WORK TO DO
Turn every line of the listing below into a numbered list, leaving out any blank lines.

AVAILABLE RECORDS
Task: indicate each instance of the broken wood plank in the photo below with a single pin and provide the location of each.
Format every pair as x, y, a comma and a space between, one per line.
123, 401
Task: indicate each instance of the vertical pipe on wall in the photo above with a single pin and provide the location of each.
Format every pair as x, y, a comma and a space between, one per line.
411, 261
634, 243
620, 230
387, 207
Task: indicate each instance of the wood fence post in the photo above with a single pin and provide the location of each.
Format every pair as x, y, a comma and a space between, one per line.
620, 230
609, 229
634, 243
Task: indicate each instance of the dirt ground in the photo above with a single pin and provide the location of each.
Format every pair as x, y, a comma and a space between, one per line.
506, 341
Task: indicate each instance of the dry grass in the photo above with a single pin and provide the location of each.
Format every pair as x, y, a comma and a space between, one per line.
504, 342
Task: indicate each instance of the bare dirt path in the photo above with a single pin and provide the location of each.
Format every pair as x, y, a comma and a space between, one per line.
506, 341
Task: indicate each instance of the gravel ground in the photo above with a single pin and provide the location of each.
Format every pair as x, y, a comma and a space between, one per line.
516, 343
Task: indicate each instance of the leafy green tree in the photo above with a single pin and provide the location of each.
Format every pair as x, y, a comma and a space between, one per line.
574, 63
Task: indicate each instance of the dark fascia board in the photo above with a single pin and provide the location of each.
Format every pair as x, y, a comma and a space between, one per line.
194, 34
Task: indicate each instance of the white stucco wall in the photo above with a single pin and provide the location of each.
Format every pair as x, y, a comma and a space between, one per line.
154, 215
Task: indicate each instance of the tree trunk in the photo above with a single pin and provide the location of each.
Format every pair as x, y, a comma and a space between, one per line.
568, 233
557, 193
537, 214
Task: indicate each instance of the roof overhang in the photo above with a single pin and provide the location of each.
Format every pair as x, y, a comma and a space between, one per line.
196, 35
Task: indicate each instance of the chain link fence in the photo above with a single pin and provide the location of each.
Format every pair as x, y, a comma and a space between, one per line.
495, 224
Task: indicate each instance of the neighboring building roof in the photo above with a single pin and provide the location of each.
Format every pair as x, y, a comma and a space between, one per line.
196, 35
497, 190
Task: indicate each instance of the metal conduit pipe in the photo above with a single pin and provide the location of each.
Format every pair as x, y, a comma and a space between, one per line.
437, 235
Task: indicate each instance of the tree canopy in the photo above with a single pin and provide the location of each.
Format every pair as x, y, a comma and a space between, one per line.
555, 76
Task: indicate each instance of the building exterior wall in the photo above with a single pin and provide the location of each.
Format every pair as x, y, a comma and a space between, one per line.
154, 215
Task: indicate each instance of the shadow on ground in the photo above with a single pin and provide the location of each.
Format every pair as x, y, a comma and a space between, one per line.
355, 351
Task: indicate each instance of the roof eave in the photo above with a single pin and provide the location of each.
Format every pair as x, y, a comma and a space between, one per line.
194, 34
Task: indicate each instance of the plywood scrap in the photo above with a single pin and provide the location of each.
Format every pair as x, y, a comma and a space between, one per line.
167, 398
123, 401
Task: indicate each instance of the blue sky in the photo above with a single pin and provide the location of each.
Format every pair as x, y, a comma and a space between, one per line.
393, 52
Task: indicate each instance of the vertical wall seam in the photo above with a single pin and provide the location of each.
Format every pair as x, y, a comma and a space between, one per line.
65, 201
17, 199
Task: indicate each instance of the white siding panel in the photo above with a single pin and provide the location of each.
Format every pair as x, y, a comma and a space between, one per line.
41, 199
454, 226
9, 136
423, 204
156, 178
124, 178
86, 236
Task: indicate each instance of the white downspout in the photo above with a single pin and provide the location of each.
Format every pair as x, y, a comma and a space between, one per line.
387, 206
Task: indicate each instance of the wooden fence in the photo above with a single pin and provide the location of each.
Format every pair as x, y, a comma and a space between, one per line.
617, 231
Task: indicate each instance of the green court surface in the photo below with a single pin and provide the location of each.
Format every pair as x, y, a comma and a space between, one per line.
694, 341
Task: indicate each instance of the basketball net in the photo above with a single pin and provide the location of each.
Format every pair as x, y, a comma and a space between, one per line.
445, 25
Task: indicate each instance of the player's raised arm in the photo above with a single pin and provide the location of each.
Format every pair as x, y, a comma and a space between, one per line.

EXPECTED ANSWER
1. Task: indicate each instance of the broken wood plank in the photo below with a single pin and provide the location of each.
2. Format every pair as x, y, a comma and a space between, one per line.
3. 123, 401
4. Task: indicate each instance of the vertical pipe on wall in the photo above with a single pin and provide the location of each.
5. Format every pair as x, y, a comma and a space between, one per line.
6. 411, 261
7. 634, 243
8. 620, 230
9. 387, 207
10. Task: indicate each instance of the wood fence post in the photo above with a single pin and provide the location of each.
11. Format every pair as x, y, a comma and a space between, one per line.
12. 620, 230
13. 609, 229
14. 634, 243
15. Task: indicate each instance of the dirt ground in the photo above with a single pin and provide the location of each.
16. Format every pair as x, y, a comma and a space between, one per line.
17. 506, 341
18. Task: indicate each instance of the dry grass in the photo above with a single pin and provide the location of each.
19. Format every pair as x, y, a comma and a space between, one per line.
20. 504, 342
21. Task: indicate each instance of the bare dirt path in the photo above with a single pin and provide the location of each.
22. Format every pair as x, y, a comma and a space between, one per line.
23. 506, 341
24. Task: indicate each instance of the gravel ground in the photo above with a single pin and provide the location of each.
25. Format every pair as x, y, a comma and a space between, one per line.
26. 516, 343
27. Task: indicate each instance of the leafy green tree in the photo above with a single pin and provide the location of each.
28. Format every pair as x, y, a comma and a space between, one per line.
29. 574, 63
30. Task: indicate each instance of the dark fascia board in the photo above with a single pin and provide the location of each.
31. Format every pair as x, y, a comma and a space between, one per line.
32. 194, 34
33. Task: indicate each instance of the white stucco wall in the photo above with a single pin and provide the location of each.
34. Format every pair as x, y, a comma and a space between, one per line.
35. 154, 215
36. Task: indicate each instance of the tree trunk in the photo above with a single pin and provide the location of each.
37. Format every pair as x, y, a comma and a space between, one per line.
38. 568, 233
39. 557, 193
40. 537, 214
41. Task: indicate each instance of the roof overhang in the photo above with a single pin and provide the location of each.
42. Format every pair as x, y, a comma and a space between, one per line.
43. 196, 35
44. Task: indicate each instance of the chain link fence in the photo above with a single pin and provide the location of each.
45. Format every pair as x, y, a comma and a space between, one per line.
46. 495, 224
47. Task: indicate each instance of the neighboring building roof in the photo above with a single pin and provide the location of each.
48. Format every pair as x, y, a comma and a space between, one per line.
49. 196, 35
50. 497, 190
51. Task: indicate each instance of the metal conduit pipe in the photo above with a single pin and provide the location of each.
52. Format every pair as x, y, a comma and a space between, one per line.
53. 437, 235
54. Task: indicate each instance of the tree canopy in the photo above with a single pin and provide the location of each.
55. Format every pair as x, y, a comma and a space between, one per line.
56. 555, 76
57. Task: indicate each instance of the building exterior wall in the photo above with a single pin and provide the location of each.
58. Format every pair as x, y, a comma and a space between, one per line.
59. 154, 215
60. Task: indicate each instance of the shadow on ground in the photo above with a single pin and provide the location of each.
61. Format every pair as x, y, a comma and a space between, one per line.
62. 355, 351
63. Task: indicate each instance of the roof eave in the photo above with a single pin and provide the location of each.
64. Format every pair as x, y, a comma and a space between, one per line.
65. 194, 34
66. Task: indicate each instance of the plywood scrap in the photo above with a single pin and provide the location of each.
67. Format every pair as x, y, a comma and a space between, one per line.
68. 167, 398
69. 123, 401
70. Task: indicate each instance of the blue sky in the photo above with a single pin and provide the location of each.
71. Format every pair as x, y, a comma and a space between, one per line.
72. 393, 52
73. Task: indicate each instance of the vertical wall seam in the photo above with a single pin and provide the location of each.
74. Format every pair as x, y, a comma and a space between, one per line.
75. 65, 201
76. 17, 199
77. Task: indicate each instance of the white siding panel in the photo above with a single pin and provide the location of each.
78. Format every pair as x, y, a comma and a space between, one per line.
79. 41, 199
80. 454, 226
81. 9, 136
82. 423, 204
83. 156, 178
84. 124, 178
85. 86, 236
86. Task: indicate each instance of the white downspout in the photo above with a single pin and provide the location of each.
87. Format every pair as x, y, a comma and a space between, one per line.
88. 387, 206
89. Task: indicate each instance of the wooden fence in the photo above with a single pin and provide the location of each.
90. Format every pair as x, y, a comma and a space between, one per line.
91. 617, 231
92. Task: indicate each instance of the green court surface in the photo below with a single pin and provide the location of each.
93. Format every pair as x, y, a comma and a space between, one per line.
94. 694, 341
95. Task: indicate each instance of the basketball net in the photo above with a single pin and provide the location of each.
96. Format every pair as x, y, a comma and a space between, one per line.
97. 445, 25
98. Task: indicate each instance of the player's raised arm in the photo above with a single pin and provide the location of each.
99. Format every pair as x, y, a comma and a space between, one per line.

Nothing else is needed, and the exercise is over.